**Document excerpt**.
════════════════

To explain the title: I'm both content and not. It's like when you look at a beautiful peace of wood, all put together, but inside perhaps there are termites slowly nibbling it until it collapses. I guess that is how I am most of the time. Nobody knows how hard it really is for me to keep it all together and be normal. That will soon change. Once we are moved out to Hawaii Kai, I'm going to join 24 HR Fitness, attend work-out classes or hire a personal trainer, then schedule an appointment with a psychologist. I'm going to get better one way or another, damn it. I was uploading videos from my trip to Italy to see Katie and watching other ones and it really made me sad to think fun spontaneous moments like all of them could really be gone. Or rather, are gone. It's not like I'm at ISU anymore or can just hang out with them whenever. I miss having friends so much. It's like that awesome part of my life just left...except I'm the one who did. Why...

Realistic Updates

Since I haven't really written anything substantial since like July, I figured I should get on it. Let's see...after that July post, I kept being torn about what to do with myself, the James and Matt situation, etc. Right before I flew back in September to visit everybody, Matt and I broke up. I had enough of our fighting and I just wasn't in love with him. But I had fun seeing all my friends again. But I also had a bad time cause Sam told me about Jennifer cheating on him and I got caught in the middle of it that night. I held Sam as he cried on my shoulder about it. The rest of my stay was hard cause of Dad still being upset about my leaving. So I got high the whole time I was home to block it out. I had a breakdown driving back to LaSalle after leaving Jennifer and Sam's place cause Dad was being a jerk again. I had to call Sarah to calm myself down. It was bad. Everything I had been trying to keep down just overflowed. After that I flew back to Hawaii and...

════════════════

**Data supplied**.
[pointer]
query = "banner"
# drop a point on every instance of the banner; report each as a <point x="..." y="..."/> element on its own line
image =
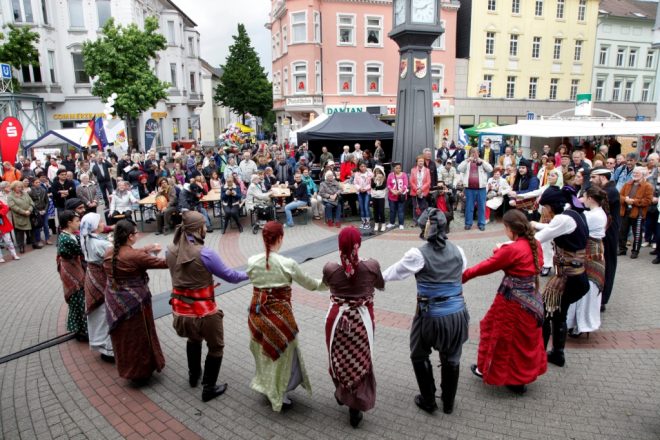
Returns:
<point x="11" y="131"/>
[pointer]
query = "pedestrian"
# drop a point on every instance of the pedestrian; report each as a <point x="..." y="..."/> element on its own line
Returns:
<point x="273" y="327"/>
<point x="196" y="314"/>
<point x="349" y="325"/>
<point x="441" y="318"/>
<point x="511" y="351"/>
<point x="128" y="300"/>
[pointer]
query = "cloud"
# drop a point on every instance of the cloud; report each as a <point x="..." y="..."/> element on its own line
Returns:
<point x="217" y="22"/>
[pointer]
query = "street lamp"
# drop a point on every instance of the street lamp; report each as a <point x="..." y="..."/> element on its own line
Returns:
<point x="416" y="26"/>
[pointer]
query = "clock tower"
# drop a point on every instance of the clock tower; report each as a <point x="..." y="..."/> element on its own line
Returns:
<point x="416" y="27"/>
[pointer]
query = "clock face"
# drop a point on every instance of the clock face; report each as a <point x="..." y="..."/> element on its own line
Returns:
<point x="399" y="11"/>
<point x="423" y="11"/>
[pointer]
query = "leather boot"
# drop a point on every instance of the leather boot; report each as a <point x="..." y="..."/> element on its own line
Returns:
<point x="424" y="374"/>
<point x="449" y="374"/>
<point x="556" y="355"/>
<point x="194" y="352"/>
<point x="211" y="371"/>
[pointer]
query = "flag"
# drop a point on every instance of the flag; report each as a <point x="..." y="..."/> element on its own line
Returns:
<point x="99" y="134"/>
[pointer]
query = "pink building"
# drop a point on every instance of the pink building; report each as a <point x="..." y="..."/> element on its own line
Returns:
<point x="335" y="56"/>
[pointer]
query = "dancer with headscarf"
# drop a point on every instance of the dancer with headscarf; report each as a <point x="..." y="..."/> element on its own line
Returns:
<point x="511" y="351"/>
<point x="349" y="325"/>
<point x="196" y="314"/>
<point x="569" y="232"/>
<point x="274" y="342"/>
<point x="94" y="246"/>
<point x="441" y="318"/>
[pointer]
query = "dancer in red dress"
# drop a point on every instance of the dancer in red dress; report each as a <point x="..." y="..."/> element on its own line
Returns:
<point x="511" y="350"/>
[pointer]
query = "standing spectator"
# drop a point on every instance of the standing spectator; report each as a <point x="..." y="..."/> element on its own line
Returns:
<point x="475" y="179"/>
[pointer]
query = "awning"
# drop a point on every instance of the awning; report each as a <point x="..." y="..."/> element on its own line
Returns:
<point x="548" y="128"/>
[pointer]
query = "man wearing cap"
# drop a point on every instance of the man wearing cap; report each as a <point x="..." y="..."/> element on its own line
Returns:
<point x="601" y="177"/>
<point x="196" y="314"/>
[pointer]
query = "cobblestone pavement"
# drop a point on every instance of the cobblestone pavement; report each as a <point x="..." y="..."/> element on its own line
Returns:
<point x="608" y="389"/>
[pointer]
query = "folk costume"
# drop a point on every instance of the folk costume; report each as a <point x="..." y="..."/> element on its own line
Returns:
<point x="94" y="247"/>
<point x="129" y="313"/>
<point x="511" y="350"/>
<point x="274" y="342"/>
<point x="441" y="318"/>
<point x="569" y="232"/>
<point x="349" y="324"/>
<point x="196" y="314"/>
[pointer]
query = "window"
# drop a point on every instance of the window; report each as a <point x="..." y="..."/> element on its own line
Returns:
<point x="538" y="8"/>
<point x="649" y="59"/>
<point x="533" y="84"/>
<point x="602" y="55"/>
<point x="490" y="43"/>
<point x="374" y="72"/>
<point x="582" y="9"/>
<point x="298" y="27"/>
<point x="51" y="66"/>
<point x="79" y="69"/>
<point x="173" y="75"/>
<point x="513" y="45"/>
<point x="575" y="84"/>
<point x="536" y="48"/>
<point x="171" y="35"/>
<point x="76" y="17"/>
<point x="627" y="91"/>
<point x="299" y="72"/>
<point x="437" y="78"/>
<point x="346" y="76"/>
<point x="560" y="9"/>
<point x="632" y="58"/>
<point x="488" y="86"/>
<point x="554" y="82"/>
<point x="646" y="91"/>
<point x="556" y="53"/>
<point x="346" y="30"/>
<point x="510" y="87"/>
<point x="374" y="31"/>
<point x="104" y="11"/>
<point x="317" y="27"/>
<point x="620" y="56"/>
<point x="600" y="89"/>
<point x="616" y="90"/>
<point x="22" y="11"/>
<point x="577" y="56"/>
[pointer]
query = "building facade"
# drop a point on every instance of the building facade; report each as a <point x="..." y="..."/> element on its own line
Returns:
<point x="65" y="87"/>
<point x="335" y="56"/>
<point x="625" y="62"/>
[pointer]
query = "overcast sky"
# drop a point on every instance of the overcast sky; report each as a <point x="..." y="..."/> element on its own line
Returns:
<point x="217" y="21"/>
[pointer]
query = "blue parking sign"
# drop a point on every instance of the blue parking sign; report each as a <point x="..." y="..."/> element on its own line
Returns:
<point x="6" y="71"/>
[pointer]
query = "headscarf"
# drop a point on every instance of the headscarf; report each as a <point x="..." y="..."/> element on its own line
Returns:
<point x="434" y="226"/>
<point x="350" y="240"/>
<point x="191" y="226"/>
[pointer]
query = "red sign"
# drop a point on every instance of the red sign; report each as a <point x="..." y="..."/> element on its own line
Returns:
<point x="11" y="131"/>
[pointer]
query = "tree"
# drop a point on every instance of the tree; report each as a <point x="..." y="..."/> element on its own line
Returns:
<point x="118" y="62"/>
<point x="244" y="86"/>
<point x="19" y="49"/>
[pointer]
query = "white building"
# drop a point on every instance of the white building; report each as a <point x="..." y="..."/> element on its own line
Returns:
<point x="60" y="80"/>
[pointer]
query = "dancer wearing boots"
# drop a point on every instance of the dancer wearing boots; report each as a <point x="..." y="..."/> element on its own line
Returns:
<point x="196" y="314"/>
<point x="569" y="231"/>
<point x="441" y="318"/>
<point x="511" y="351"/>
<point x="349" y="325"/>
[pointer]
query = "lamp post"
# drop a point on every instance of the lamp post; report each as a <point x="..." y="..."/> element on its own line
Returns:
<point x="416" y="27"/>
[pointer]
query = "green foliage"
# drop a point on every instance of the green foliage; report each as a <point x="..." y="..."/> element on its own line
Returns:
<point x="119" y="62"/>
<point x="18" y="48"/>
<point x="244" y="86"/>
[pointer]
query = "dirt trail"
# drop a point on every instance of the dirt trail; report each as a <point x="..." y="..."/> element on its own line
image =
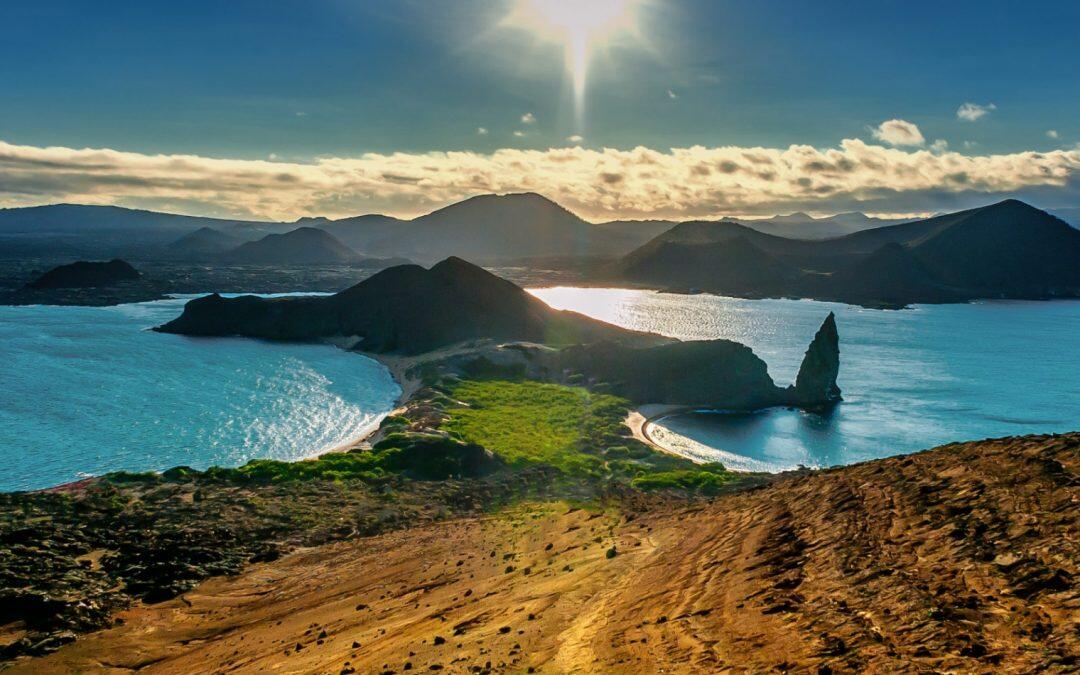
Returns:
<point x="963" y="558"/>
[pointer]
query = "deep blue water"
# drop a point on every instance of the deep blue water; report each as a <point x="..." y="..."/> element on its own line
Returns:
<point x="912" y="379"/>
<point x="89" y="390"/>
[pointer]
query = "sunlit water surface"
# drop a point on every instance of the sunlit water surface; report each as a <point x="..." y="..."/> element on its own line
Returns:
<point x="89" y="390"/>
<point x="912" y="379"/>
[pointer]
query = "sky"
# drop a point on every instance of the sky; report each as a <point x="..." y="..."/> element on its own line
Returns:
<point x="615" y="108"/>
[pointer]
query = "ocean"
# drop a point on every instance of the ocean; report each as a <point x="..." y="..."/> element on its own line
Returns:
<point x="84" y="391"/>
<point x="912" y="379"/>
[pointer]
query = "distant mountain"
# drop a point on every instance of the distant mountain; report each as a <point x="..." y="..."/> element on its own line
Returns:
<point x="1007" y="250"/>
<point x="85" y="274"/>
<point x="493" y="228"/>
<point x="736" y="265"/>
<point x="373" y="234"/>
<point x="97" y="220"/>
<point x="304" y="245"/>
<point x="804" y="226"/>
<point x="203" y="244"/>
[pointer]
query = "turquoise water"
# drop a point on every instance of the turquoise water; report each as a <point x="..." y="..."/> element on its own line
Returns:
<point x="912" y="379"/>
<point x="89" y="390"/>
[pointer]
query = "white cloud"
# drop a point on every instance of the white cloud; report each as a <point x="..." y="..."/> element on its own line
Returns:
<point x="899" y="133"/>
<point x="973" y="112"/>
<point x="678" y="183"/>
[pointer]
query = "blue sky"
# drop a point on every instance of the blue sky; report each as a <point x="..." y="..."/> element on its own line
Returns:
<point x="297" y="81"/>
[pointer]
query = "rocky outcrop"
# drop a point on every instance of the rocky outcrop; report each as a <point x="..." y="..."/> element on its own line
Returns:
<point x="83" y="283"/>
<point x="815" y="383"/>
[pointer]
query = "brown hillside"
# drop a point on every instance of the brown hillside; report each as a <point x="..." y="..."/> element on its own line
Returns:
<point x="963" y="558"/>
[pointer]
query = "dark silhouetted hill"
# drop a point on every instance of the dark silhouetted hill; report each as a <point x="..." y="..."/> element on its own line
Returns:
<point x="1008" y="250"/>
<point x="203" y="244"/>
<point x="405" y="309"/>
<point x="85" y="274"/>
<point x="306" y="245"/>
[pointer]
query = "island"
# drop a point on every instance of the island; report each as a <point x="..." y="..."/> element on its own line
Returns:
<point x="1009" y="250"/>
<point x="507" y="504"/>
<point x="412" y="311"/>
<point x="86" y="283"/>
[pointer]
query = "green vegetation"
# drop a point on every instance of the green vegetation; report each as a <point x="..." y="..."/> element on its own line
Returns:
<point x="493" y="424"/>
<point x="701" y="480"/>
<point x="528" y="422"/>
<point x="579" y="432"/>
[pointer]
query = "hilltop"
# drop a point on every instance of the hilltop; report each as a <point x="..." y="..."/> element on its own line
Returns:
<point x="204" y="243"/>
<point x="304" y="245"/>
<point x="410" y="310"/>
<point x="1008" y="250"/>
<point x="86" y="283"/>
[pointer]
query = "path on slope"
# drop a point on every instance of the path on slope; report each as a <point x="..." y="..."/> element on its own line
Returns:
<point x="960" y="558"/>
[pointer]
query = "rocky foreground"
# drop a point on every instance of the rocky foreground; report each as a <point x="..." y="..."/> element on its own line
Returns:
<point x="962" y="558"/>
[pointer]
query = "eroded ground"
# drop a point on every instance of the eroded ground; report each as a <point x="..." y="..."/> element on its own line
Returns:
<point x="963" y="558"/>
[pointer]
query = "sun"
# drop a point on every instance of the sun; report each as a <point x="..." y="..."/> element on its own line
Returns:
<point x="581" y="27"/>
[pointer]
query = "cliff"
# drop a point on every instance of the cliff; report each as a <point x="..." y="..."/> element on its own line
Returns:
<point x="412" y="310"/>
<point x="815" y="383"/>
<point x="718" y="374"/>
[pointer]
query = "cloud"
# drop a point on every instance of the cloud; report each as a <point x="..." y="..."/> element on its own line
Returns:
<point x="678" y="183"/>
<point x="973" y="112"/>
<point x="899" y="133"/>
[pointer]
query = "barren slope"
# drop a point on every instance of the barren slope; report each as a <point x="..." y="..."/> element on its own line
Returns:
<point x="962" y="558"/>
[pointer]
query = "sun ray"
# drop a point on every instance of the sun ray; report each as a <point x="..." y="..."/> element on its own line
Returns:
<point x="581" y="28"/>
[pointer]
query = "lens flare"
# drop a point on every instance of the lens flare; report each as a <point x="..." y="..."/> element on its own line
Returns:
<point x="581" y="27"/>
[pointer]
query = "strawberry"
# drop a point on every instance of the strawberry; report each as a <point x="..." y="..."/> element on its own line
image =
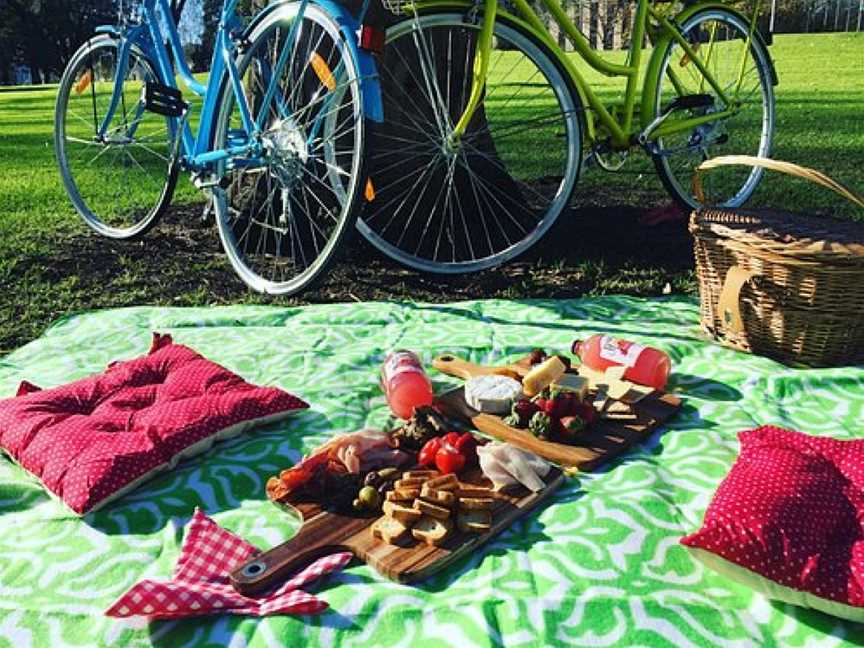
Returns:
<point x="586" y="412"/>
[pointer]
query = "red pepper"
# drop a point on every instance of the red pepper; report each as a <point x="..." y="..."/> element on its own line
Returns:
<point x="449" y="459"/>
<point x="428" y="452"/>
<point x="452" y="438"/>
<point x="467" y="447"/>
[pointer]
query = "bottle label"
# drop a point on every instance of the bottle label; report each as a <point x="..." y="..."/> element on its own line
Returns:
<point x="620" y="352"/>
<point x="401" y="362"/>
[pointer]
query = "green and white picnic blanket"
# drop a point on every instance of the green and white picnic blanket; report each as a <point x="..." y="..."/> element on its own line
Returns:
<point x="601" y="565"/>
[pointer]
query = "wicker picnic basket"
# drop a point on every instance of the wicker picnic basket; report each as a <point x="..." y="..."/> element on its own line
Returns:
<point x="783" y="285"/>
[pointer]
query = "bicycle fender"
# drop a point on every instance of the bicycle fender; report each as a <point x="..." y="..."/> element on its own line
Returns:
<point x="370" y="86"/>
<point x="372" y="105"/>
<point x="649" y="93"/>
<point x="110" y="30"/>
<point x="689" y="11"/>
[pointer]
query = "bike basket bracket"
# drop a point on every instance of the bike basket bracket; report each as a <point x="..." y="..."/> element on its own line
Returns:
<point x="163" y="100"/>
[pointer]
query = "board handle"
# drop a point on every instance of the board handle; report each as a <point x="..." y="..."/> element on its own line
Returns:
<point x="453" y="366"/>
<point x="268" y="568"/>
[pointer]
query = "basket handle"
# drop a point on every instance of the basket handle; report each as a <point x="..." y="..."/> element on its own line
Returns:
<point x="784" y="167"/>
<point x="729" y="303"/>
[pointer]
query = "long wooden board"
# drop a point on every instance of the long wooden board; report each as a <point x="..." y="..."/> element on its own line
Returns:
<point x="325" y="532"/>
<point x="605" y="439"/>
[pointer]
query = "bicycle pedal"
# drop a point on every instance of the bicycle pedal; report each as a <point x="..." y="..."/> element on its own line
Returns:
<point x="163" y="100"/>
<point x="690" y="102"/>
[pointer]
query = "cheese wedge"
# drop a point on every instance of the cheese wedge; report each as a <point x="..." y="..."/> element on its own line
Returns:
<point x="389" y="530"/>
<point x="492" y="394"/>
<point x="432" y="530"/>
<point x="542" y="375"/>
<point x="572" y="383"/>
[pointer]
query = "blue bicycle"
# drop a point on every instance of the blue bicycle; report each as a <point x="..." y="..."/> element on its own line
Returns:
<point x="280" y="145"/>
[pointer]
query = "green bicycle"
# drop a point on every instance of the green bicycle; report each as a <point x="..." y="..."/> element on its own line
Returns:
<point x="488" y="120"/>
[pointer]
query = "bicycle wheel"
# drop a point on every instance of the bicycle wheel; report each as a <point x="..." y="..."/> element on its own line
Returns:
<point x="445" y="210"/>
<point x="282" y="220"/>
<point x="120" y="182"/>
<point x="719" y="37"/>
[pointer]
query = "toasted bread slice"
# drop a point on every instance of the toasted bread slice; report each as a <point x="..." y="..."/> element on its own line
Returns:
<point x="470" y="490"/>
<point x="420" y="474"/>
<point x="412" y="482"/>
<point x="474" y="521"/>
<point x="433" y="510"/>
<point x="405" y="514"/>
<point x="441" y="498"/>
<point x="445" y="482"/>
<point x="432" y="530"/>
<point x="402" y="495"/>
<point x="389" y="530"/>
<point x="475" y="503"/>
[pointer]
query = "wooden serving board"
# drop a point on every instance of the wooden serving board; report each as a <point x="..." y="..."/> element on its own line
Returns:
<point x="325" y="532"/>
<point x="604" y="439"/>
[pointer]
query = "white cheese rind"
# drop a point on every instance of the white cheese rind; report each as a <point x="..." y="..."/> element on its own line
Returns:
<point x="492" y="394"/>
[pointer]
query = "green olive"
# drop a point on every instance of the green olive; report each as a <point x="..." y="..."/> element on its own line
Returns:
<point x="369" y="497"/>
<point x="372" y="479"/>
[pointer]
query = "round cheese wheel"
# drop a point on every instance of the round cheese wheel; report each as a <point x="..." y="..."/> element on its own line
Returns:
<point x="492" y="394"/>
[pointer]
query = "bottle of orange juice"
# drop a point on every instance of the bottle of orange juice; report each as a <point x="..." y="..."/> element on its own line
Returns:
<point x="644" y="365"/>
<point x="405" y="383"/>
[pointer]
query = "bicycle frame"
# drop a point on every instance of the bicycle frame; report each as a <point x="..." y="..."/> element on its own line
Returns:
<point x="197" y="154"/>
<point x="622" y="132"/>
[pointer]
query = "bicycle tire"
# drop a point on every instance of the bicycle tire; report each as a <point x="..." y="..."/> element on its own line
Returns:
<point x="92" y="199"/>
<point x="463" y="257"/>
<point x="741" y="183"/>
<point x="231" y="213"/>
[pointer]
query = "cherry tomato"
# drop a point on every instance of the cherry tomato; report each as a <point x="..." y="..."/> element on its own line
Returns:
<point x="428" y="452"/>
<point x="449" y="459"/>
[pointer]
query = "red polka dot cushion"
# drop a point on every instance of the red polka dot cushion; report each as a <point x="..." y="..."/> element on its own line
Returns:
<point x="788" y="521"/>
<point x="94" y="439"/>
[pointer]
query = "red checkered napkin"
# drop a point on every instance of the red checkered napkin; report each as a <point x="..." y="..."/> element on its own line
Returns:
<point x="201" y="585"/>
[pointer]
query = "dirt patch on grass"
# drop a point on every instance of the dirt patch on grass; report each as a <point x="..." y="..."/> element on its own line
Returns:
<point x="600" y="247"/>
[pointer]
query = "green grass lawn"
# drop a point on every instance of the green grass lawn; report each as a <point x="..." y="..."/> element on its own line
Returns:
<point x="50" y="265"/>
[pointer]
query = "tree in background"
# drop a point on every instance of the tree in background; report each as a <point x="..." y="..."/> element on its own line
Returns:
<point x="43" y="34"/>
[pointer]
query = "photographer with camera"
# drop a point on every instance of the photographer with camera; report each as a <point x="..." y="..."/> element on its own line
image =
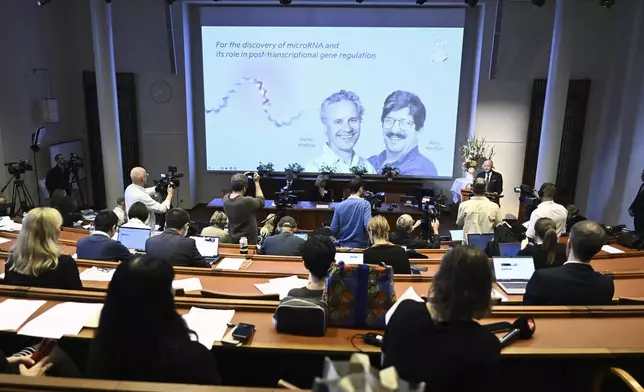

════════════════

**List of tasks**.
(a) Which lines of the entries contain "tire"? Show each of them, matching case.
(b) Resume the diary posts about moving to Hawaii, starting right after their final sentence.

**Results by task**.
(a)
query = "bicycle tire"
# drop a point on every instance of the bicycle tire; report each as a <point x="..." y="..."/> element on its own line

(b)
Another down day

I hate being here. I hate being alone. I hate reaching out constantly with stupid Facebook posts and stupid IMs only to feel like I'm annoying people, that they don't want to hear from me, that they are reading my status and comments and just rolling their eyes and thinking, "Oh come on, Christ." I hate that I invited stupid Ashley out here and she just soaked up her free trip, let James pay for the meals and everything, and just left and doesn't even care. I hate that nobody else even wants to try to come out, or take me up on the free trip. That's the only way I could get their ass to come, is if I pay. I have to pay to have fucking friends. I hate the point I am in my life. I'm out in Hawaii chasing James cause I have nothing else in my life. I can't pay to get back into college. If I went home, I'd have to find a stupid joke of a job, probably still chase after friends and fun, and really have no place in their lives anymore. I hate that I...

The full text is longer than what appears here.